_Passage to read_
>> Start
[Mesa-dev] Mesa CI is too slow

Mon Feb 18 18:58:25 UTC 2019

On Monday, 2019-02-18 17:31:41 +0000, Daniel Stone wrote:
> Hi all,
> A few people have noted that Mesa's GitLab CI is just too slow, and
> not usable in day-to-day development, which is a massive shame.

Agreed :/

> 
> I looked into it a bit this morning, and also discussed it with Emil,
> though nothing in this is speaking for him.
> 
> Taking one of the last runs as representative (nothing in it looks
> like an outlier to me, and 7min to build RadeonSI seems entirely
> reasonable):
> https://gitlab.freedesktop.org/mesa/mesa/pipelines/19692/builds
> 
> This run executed 24 jobs, which is beyond the limit of our CI
> parallelism. As documented on
> https://www.freedesktop.org/wiki/Infrastructure/ we have 14 concurrent
> job slots (each with roughly 4 vCPUs). Those 24 jobs cumulatively took
> 177 minutes of execution time, taking 120 minutes for the end-to-end
> pipeline.
> 
> 177 minutes of runtime is too long for the runners we have now: if it
> perfectly occupies all our runners it will take over 12 minutes, which
> means that even if no-one else was using the runners, they could
> execute 5 Mesa builds per hour at full occupancy. Unfortunately,
> VirGL, Wayland/Weston, libinput, X.Org, IGT, GStreamer,
> NetworkManager/ModemManager, Bolt, Poppler, etc, would all probably
> have something to say about that.
> 
> When the runners aren't occupied and there's less contention for jobs,
> it looks quite good:
> https://gitlab.freedesktop.org/anholt/mesa/pipelines/19621/builds
> 
> This run 'only' took 20.5 minutes to execute, but then again, 3
> pipelines per hour isn't that great either.
>> End
_Extracted data_
>> Start
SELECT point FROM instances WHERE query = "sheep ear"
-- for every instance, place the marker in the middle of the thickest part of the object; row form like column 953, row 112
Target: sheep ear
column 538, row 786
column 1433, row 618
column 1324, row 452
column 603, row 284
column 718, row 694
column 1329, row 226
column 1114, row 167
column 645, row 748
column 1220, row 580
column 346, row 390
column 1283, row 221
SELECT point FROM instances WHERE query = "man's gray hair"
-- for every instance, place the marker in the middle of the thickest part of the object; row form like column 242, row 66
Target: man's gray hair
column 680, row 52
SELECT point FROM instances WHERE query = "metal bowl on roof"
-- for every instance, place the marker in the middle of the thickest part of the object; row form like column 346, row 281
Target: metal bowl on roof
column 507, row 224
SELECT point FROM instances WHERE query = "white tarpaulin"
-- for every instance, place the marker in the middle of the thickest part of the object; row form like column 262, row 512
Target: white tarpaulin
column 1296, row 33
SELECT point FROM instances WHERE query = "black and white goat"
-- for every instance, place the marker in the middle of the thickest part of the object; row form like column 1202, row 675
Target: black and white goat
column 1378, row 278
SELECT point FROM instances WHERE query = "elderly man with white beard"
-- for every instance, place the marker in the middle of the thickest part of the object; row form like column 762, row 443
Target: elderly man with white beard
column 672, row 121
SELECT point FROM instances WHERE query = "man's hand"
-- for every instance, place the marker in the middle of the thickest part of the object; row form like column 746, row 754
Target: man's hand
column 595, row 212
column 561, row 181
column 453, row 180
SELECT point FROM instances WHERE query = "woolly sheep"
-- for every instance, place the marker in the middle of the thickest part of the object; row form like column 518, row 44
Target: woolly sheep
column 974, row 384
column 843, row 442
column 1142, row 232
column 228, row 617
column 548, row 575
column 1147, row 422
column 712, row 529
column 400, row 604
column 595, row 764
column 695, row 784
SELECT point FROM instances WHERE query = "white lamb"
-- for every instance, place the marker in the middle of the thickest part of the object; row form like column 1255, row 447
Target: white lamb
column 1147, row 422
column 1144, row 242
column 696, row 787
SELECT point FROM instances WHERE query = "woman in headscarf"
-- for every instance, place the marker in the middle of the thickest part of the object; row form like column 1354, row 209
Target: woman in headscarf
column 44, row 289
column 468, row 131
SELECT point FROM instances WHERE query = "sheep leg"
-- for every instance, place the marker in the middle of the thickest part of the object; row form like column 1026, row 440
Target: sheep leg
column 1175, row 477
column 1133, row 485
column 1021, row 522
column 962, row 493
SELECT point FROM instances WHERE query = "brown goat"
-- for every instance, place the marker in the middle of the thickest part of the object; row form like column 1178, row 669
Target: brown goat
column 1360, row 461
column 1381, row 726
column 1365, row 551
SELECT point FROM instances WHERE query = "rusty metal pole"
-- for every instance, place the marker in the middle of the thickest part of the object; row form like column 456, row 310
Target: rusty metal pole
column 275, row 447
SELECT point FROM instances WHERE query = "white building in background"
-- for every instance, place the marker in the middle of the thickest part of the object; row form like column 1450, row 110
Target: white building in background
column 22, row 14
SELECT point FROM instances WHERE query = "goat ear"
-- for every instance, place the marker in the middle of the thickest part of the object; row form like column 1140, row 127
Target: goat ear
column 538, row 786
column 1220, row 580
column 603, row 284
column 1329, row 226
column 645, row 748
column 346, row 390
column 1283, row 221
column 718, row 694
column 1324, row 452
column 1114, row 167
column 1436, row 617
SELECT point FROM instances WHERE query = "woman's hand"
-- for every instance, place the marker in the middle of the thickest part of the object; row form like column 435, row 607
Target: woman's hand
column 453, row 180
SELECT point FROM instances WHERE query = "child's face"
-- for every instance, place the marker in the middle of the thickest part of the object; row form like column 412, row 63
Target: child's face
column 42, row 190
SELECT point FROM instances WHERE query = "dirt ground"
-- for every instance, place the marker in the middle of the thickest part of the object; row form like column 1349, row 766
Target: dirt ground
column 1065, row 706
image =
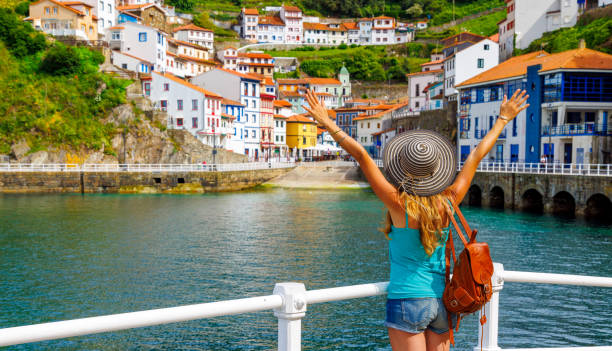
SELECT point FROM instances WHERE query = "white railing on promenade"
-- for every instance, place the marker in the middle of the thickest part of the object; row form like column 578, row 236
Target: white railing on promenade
column 546, row 168
column 102, row 167
column 289, row 302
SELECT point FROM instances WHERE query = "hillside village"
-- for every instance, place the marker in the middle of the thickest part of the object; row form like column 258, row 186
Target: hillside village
column 228, row 98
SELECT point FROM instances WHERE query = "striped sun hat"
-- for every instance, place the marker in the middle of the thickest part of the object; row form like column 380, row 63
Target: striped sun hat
column 420, row 162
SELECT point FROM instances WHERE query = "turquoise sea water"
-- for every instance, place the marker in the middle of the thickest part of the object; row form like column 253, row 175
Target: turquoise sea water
column 73, row 256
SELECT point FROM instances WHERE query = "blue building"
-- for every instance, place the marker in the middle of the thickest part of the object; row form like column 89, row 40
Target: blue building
column 567, row 121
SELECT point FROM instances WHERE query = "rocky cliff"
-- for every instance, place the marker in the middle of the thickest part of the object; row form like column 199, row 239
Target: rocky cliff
column 140, row 138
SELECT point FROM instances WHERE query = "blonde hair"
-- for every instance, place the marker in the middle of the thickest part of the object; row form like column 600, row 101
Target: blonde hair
column 424, row 209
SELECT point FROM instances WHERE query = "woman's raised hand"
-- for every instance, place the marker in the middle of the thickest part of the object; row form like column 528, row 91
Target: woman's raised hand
column 317, row 110
column 511, row 108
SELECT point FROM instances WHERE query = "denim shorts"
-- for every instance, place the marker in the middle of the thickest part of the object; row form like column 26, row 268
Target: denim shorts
column 417, row 315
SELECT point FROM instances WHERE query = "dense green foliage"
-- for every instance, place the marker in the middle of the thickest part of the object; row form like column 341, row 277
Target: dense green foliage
column 367, row 63
column 182, row 5
column 46, row 107
column 203, row 20
column 19, row 36
column 439, row 11
column 370, row 63
column 597, row 34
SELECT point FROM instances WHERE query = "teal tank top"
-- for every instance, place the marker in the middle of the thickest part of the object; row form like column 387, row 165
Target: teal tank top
column 414, row 274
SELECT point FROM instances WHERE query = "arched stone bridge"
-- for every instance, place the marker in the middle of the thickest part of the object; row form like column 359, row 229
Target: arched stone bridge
column 569, row 195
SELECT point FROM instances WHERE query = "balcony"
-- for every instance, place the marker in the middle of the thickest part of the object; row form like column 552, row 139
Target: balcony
column 577, row 129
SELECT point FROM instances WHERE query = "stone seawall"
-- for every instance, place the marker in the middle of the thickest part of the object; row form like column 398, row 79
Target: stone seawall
column 134, row 182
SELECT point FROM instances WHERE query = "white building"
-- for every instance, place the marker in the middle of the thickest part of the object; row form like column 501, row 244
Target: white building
column 139, row 41
column 563, row 123
column 105, row 11
column 189, row 107
column 337, row 34
column 383, row 30
column 229, row 57
column 292, row 17
column 249, row 20
column 234, row 111
column 416, row 84
column 353, row 32
column 467, row 63
column 270, row 29
column 527, row 20
column 365, row 31
column 244, row 88
column 196, row 35
column 315, row 33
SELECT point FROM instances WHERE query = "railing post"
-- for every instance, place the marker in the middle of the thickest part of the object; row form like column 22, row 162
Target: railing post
column 290, row 315
column 488, row 333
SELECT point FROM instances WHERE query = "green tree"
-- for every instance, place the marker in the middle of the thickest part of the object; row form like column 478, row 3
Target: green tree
column 415, row 11
column 185, row 5
column 61, row 60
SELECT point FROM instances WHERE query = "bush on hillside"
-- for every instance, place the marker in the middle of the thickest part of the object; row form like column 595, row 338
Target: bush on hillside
column 60, row 60
column 184, row 5
column 18, row 36
column 23, row 8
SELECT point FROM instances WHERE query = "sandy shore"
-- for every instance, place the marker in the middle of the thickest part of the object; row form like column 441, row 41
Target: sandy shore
column 320, row 177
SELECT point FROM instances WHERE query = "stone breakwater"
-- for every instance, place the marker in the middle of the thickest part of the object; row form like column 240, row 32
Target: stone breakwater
column 134, row 182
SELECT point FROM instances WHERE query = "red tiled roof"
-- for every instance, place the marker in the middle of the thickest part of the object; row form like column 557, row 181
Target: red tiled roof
column 291, row 8
column 132, row 56
column 290, row 81
column 247, row 76
column 70, row 3
column 199, row 60
column 191, row 26
column 432, row 62
column 300, row 119
column 351, row 25
column 384, row 131
column 322, row 81
column 517, row 66
column 424, row 72
column 271, row 20
column 252, row 12
column 62, row 5
column 282, row 103
column 134, row 6
column 187, row 84
column 196, row 46
column 231, row 102
column 315, row 26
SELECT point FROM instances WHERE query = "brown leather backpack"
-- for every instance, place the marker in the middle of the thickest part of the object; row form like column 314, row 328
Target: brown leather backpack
column 470, row 286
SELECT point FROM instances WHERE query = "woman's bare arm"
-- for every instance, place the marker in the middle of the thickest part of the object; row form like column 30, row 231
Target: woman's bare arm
column 508, row 111
column 386, row 192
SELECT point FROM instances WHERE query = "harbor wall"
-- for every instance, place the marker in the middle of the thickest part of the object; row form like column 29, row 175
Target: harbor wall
column 134, row 182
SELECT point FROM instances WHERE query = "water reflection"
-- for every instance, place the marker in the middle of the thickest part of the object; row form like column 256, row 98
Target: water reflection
column 72, row 256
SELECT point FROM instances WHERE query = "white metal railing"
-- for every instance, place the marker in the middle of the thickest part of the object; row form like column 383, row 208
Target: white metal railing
column 546, row 168
column 289, row 302
column 101, row 167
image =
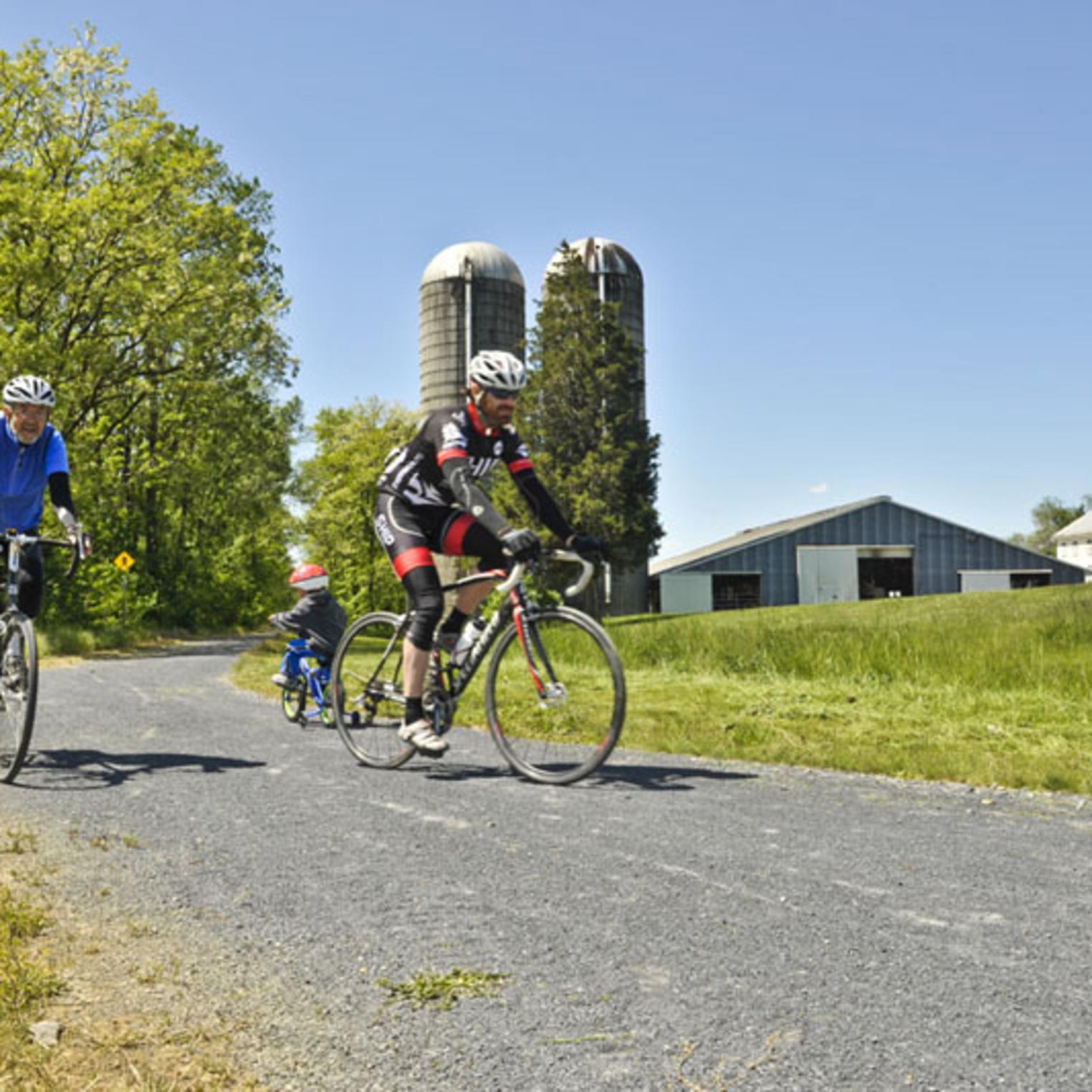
>> End
_Problem details_
List every web address that appears in the Mesa CI post. Answer from the Mesa CI post only.

_Correct output_
- https://gitlab.freedesktop.org/mesa/mesa/pipelines/19692/builds
- https://www.freedesktop.org/wiki/Infrastructure/
- https://gitlab.freedesktop.org/anholt/mesa/pipelines/19621/builds